Texto em estudo:

────

Mohammed é marroquino e vive há anos em Barcelona. É um dos 761 mil de sua nacionalidade com residência espanhola –de longe, a maior comunidade de estrangeiros no país. Pra se ter uma ideia, são nove vezes mais numerosos que os brasileños em tierras ibéricas (somos pouco mais de 84 mil, segundo o censo mais recente de 2020).

Alto, com seus 50-e-algo, Mohammed fala castelhano fluente. Sempre aprendo palavras com ele. Trabalha com controle de pragas em edifícios e chega com um sorrisón no rosto. Gosta de um dedo de prosa, eu também.

E, como todos que cruzam meu caminho, sabe quem é Bolsonaro, e menciona seu nome com um pesar cúmplice na voz. E corrige: não pergunta do vírus, quer saber da economia.

— Bom, Mohammed, cê sabe. Qué te voy a contar… o Brasil não é a Europa.

Justo nesse dia, me deu pregui desse assunto, gente. Todo mundo me pergunta, somos famosos. E não por nossas margens plácidas. Sendo uma prosaica brasileña vivendo na gringa, virei porta-voz acidental de assuntos-internacionais-toopiniquins-de-orelhada-de-jornal. Isso ou alvo de olhares compassivos edulcorados com comentários lamentosos sobre Bolsillonaro e certas catástrofes não-naturais.

(Exceção do garçom argentino no café francês de outro dia, bolsonarista ferrenho (!), que entrou numa superpiromaníaca discussão com um mineiro desavisado que ousou questioná-lo enquanto sorvia seu chazinho de menta. Eu, sádica, fiquei só observando)

────

Material apresentado:
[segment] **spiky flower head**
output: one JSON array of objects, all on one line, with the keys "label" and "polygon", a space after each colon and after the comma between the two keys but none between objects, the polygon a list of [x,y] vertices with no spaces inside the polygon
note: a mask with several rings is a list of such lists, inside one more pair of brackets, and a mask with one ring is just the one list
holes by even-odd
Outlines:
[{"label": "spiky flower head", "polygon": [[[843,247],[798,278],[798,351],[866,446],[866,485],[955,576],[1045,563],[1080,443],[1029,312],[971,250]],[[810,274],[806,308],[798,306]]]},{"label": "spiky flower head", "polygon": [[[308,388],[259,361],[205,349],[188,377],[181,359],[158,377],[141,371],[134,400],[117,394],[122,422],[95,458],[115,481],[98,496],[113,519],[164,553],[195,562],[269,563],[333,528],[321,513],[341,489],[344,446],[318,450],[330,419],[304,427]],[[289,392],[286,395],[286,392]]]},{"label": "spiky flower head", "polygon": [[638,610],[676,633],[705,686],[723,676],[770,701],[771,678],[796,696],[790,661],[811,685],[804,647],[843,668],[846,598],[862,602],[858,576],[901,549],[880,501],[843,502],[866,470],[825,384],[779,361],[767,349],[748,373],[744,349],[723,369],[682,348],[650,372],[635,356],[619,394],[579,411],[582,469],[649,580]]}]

────

Tarefa 1: No texto em estudo, com o que Mohammed trabalha?
Tarefa 2: Reproduza do texto em estudo o trecho que vai de "E, como todos" até "fiquei só observando)", incluindo este último.

Resposta 1: Com controle de pragas em edifícios.

Resposta 2:
E, como todos que cruzam meu caminho, sabe quem é Bolsonaro, e menciona seu nome com um pesar cúmplice na voz. E corrige: não pergunta do vírus, quer saber da economia.

— Bom, Mohammed, cê sabe. Qué te voy a contar… o Brasil não é a Europa.

Justo nesse dia, me deu pregui desse assunto, gente. Todo mundo me pergunta, somos famosos. E não por nossas margens plácidas. Sendo uma prosaica brasileña vivendo na gringa, virei porta-voz acidental de assuntos-internacionais-toopiniquins-de-orelhada-de-jornal. Isso ou alvo de olhares compassivos edulcorados com comentários lamentosos sobre Bolsillonaro e certas catástrofes não-naturais.

(Exceção do garçom argentino no café francês de outro dia, bolsonarista ferrenho (!), que entrou numa superpiromaníaca discussão com um mineiro desavisado que ousou questioná-lo enquanto sorvia seu chazinho de menta. Eu, sádica, fiquei só observando)